══ Data for review
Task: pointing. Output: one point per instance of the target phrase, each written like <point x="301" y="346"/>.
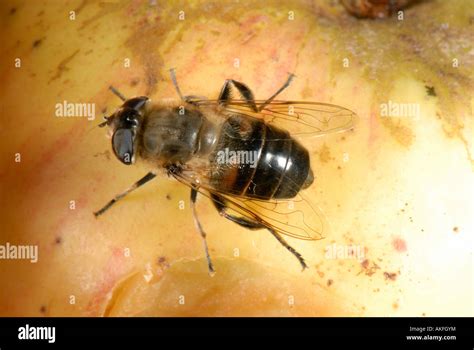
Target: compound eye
<point x="132" y="120"/>
<point x="135" y="103"/>
<point x="122" y="144"/>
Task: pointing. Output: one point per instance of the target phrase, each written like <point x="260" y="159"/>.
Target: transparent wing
<point x="296" y="217"/>
<point x="299" y="118"/>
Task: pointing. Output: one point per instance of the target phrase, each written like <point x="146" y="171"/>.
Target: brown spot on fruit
<point x="37" y="43"/>
<point x="392" y="276"/>
<point x="324" y="154"/>
<point x="368" y="267"/>
<point x="399" y="245"/>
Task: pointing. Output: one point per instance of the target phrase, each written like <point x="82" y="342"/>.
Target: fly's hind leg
<point x="220" y="204"/>
<point x="201" y="231"/>
<point x="284" y="86"/>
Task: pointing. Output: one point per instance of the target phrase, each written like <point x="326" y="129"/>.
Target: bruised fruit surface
<point x="397" y="191"/>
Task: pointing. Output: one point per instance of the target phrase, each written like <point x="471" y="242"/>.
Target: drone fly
<point x="240" y="153"/>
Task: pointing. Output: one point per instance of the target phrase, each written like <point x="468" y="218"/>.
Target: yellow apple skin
<point x="400" y="189"/>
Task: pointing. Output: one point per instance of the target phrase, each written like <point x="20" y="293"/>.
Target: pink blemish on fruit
<point x="113" y="271"/>
<point x="373" y="126"/>
<point x="399" y="244"/>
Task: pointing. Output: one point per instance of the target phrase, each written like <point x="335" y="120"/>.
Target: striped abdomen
<point x="257" y="160"/>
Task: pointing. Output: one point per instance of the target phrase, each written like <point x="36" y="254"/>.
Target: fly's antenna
<point x="117" y="93"/>
<point x="175" y="83"/>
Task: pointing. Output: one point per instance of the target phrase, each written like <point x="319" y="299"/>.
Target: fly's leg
<point x="136" y="185"/>
<point x="201" y="231"/>
<point x="250" y="224"/>
<point x="269" y="100"/>
<point x="246" y="93"/>
<point x="188" y="99"/>
<point x="175" y="83"/>
<point x="226" y="93"/>
<point x="117" y="93"/>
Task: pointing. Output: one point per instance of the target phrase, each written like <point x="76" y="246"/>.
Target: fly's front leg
<point x="188" y="98"/>
<point x="141" y="182"/>
<point x="210" y="266"/>
<point x="226" y="93"/>
<point x="220" y="204"/>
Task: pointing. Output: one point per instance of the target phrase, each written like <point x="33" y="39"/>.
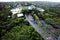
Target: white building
════
### Brief
Leave out the pictures and return, exactly as written, only the lines from the line with "Target: yellow apple skin" through the end of the records above.

### Solution to this problem
Target: yellow apple skin
<point x="400" y="189"/>
Task: pointing. Output: one point per instance of the target phrase, each written like <point x="20" y="293"/>.
Target: pink blemish on fruit
<point x="113" y="271"/>
<point x="373" y="126"/>
<point x="399" y="244"/>
Task: pointing. Output: one point per instance of the target phrase, each written like <point x="335" y="120"/>.
Target: striped abdomen
<point x="257" y="160"/>
Task: pointing. Output: one point per instance of the target phrase, each written like <point x="36" y="254"/>.
Target: fly's antenna
<point x="117" y="93"/>
<point x="175" y="83"/>
Task: pointing. Output: one point per instance of the target phrase, each written like <point x="319" y="299"/>.
Target: fly's leg
<point x="136" y="185"/>
<point x="201" y="231"/>
<point x="250" y="224"/>
<point x="269" y="100"/>
<point x="246" y="93"/>
<point x="188" y="99"/>
<point x="175" y="83"/>
<point x="226" y="93"/>
<point x="117" y="93"/>
Task: pointing. Output: one point per instance of the target phrase, each written like <point x="76" y="246"/>.
Target: fly's front leg
<point x="188" y="98"/>
<point x="141" y="182"/>
<point x="210" y="266"/>
<point x="226" y="93"/>
<point x="220" y="204"/>
Task: pointing. Output: one point per instance of the target phrase, each written like <point x="33" y="39"/>.
Target: white building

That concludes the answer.